Work to complete —
1: Transcribe the stretch of the mortgage buydown text from "Builders tend to" through "into the loan." word for word.
2: In the mortgage buydown text, which kind of buydown do builders tend to prefer?

Builders tend to prefer temporary buydowns. “It’s an incentive to the buyer to help them out with their cash needs and then also gives them the benefit of a little bit of a lower interest rate over the years,” said Mary Catchur, founder of a Tampa-based mortgage lender and brokerage.
Catchur said that oftentimes a seller or builder will pay a certain amount toward the buyer’s closing costs, which they can then apply to buying down the interest rate on the mortgage themselves. You’ll pay “discount points” to your lender in exchange for decreased interest rates. However, in a builder or seller buydown, you are looking for them to pay into the loan.
|The pros and cons of a temporary buydown|
|New construction comes with expenses many existing homes don’t, such as new appliances — money saved during the introductory period can be put toward furnishings.||You may be unprepared for a larger monthly mortgage payment once the initial period ends.|
|Buy more house — a lower mortgage payment may mean you could afford a larger house than you could otherwise afford.||Plans for a higher income or to sell the home once that period ends may not come to pass.|
Whether you receive a permanent or temporary buydown, this type of loan can provide much-needed financial flexibility. A temporary buydown softens the blow of paying high installments on a brand-new house and eases you into full payments. The money you save each month during that initial period could be used for new furniture, appliances and other necessities that come up as you settle into the home, Pierce said.
Of course, temporary buydowns mean inevitably higher interest rates. However, borrowers who expect their salaries to increase by the time that happens may want to take advantage of the lower initial payments.

Provided information —
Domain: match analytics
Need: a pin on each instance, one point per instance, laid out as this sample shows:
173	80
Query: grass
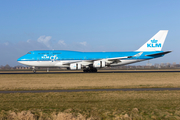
88	81
94	105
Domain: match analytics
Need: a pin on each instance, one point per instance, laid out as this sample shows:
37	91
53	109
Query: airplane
91	61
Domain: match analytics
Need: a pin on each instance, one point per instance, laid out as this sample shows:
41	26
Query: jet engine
75	66
99	64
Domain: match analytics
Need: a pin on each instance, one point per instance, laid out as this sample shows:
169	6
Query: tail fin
155	43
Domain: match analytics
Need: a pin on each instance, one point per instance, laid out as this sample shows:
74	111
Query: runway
93	90
81	72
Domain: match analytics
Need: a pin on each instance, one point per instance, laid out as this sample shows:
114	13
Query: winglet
155	43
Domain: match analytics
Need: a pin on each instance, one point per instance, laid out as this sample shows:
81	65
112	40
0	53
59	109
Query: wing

Solutions —
1:
Builders tend to prefer temporary buydowns. “It’s an incentive to the buyer to help them out with their cash needs and then also gives them the benefit of a little bit of a lower interest rate over the years,” said Mary Catchur, founder of a Tampa-based mortgage lender and brokerage.
Catchur said that oftentimes a seller or builder will pay a certain amount toward the buyer’s closing costs, which they can then apply to buying down the interest rate on the mortgage themselves. You’ll pay “discount points” to your lender in exchange for decreased interest rates. However, in a builder or seller buydown, you are looking for them to pay into the loan.

2: Temporary buydowns.